▶ EXERCISE DESCRIPTION: Decide whether each statement agrees with the passage on railway building below. Answer yes or no for each, and quote the words of the passage that decide it. (a) Most of the railway miles in the United States were built within about twenty-five years. (b) The railways cost less than five thousand millions of dollars. (c) The United States has enough railway to circle the globe twice but not three times.

▶ QUOTED PASSAGE:

....................

We have passed through a period of wonderful and unprecedented inflation. For years we enjoyed the luxury of going into debt, the felicity of living upon credit. We have in the United States about eighty thousand miles of railway, more than enough to make a treble track around the globe. Most of these miles were built in a period of twenty-five years, and at a cost of at least five thousand millions of dollars. Think of the ore that had to be dug, of the iron that was melted; think of the thousands employed in cutting bridge timber and ties, and giving to the wintry air the music of the axe; think of the thousands and thousands employed in making cars, in making locomotives, those horses of progress with nerves of steel and breath of flame; think of the thousands and thousands of workers in brass and steel and iron; think of the numberless industries that thrived in the construction of eighty thousand miles of railway, of the streams bridged, of the mountains tunneled, of the plains crossed; and think of the towns and cities that sprang up, as if by magic, along these highways of iron.

....................

▶ INFORMATION SHOWN:
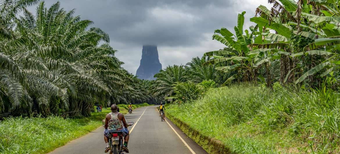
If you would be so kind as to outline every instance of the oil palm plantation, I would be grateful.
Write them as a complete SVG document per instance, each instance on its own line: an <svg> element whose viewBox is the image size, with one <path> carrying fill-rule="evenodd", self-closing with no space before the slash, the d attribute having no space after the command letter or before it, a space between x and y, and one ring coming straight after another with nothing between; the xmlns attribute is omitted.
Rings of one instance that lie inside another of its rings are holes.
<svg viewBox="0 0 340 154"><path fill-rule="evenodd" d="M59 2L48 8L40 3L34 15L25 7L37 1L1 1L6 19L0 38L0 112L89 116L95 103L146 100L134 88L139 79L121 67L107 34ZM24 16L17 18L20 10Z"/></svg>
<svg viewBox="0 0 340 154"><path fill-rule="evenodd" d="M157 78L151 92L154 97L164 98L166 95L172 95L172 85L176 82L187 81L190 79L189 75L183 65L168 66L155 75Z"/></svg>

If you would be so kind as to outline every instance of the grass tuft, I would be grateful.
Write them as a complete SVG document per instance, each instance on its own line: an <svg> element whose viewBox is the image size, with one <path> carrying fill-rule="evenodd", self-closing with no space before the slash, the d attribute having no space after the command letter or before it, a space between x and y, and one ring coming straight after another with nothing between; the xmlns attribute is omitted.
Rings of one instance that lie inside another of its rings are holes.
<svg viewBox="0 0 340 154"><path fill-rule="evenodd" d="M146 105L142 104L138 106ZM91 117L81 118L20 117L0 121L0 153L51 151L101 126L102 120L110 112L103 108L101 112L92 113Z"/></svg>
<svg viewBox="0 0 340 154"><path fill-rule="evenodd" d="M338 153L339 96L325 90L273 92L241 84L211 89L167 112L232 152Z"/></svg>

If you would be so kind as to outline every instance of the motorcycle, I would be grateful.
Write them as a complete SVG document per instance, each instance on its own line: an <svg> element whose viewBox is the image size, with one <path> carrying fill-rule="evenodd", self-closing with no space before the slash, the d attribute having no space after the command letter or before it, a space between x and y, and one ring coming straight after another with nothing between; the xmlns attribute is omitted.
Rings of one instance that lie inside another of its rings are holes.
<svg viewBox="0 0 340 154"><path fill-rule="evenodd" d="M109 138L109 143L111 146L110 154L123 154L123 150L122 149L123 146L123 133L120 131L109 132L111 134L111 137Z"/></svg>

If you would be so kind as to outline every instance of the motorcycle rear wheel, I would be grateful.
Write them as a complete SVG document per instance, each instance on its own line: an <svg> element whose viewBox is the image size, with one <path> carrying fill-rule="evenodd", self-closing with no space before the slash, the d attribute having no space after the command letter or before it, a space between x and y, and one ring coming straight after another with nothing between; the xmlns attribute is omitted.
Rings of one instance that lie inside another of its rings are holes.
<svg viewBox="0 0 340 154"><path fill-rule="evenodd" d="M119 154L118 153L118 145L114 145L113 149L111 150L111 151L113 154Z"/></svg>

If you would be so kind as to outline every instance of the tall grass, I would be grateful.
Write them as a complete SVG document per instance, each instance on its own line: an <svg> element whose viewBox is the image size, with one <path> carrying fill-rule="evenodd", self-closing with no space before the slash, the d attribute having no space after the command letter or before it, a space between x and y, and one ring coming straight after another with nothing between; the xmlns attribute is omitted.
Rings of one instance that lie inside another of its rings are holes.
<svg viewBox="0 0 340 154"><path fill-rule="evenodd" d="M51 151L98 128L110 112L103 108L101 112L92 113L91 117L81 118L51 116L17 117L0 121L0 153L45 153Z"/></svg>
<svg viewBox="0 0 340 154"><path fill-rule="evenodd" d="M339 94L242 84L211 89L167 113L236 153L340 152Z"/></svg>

....................

▶ EXERCISE OUTPUT:
(a) Yes: "Most of these miles were built in a period of twenty-five years"
(b) No: "at a cost of at least five thousand millions of dollars"
(c) No: "more than enough to make a treble track around the globe"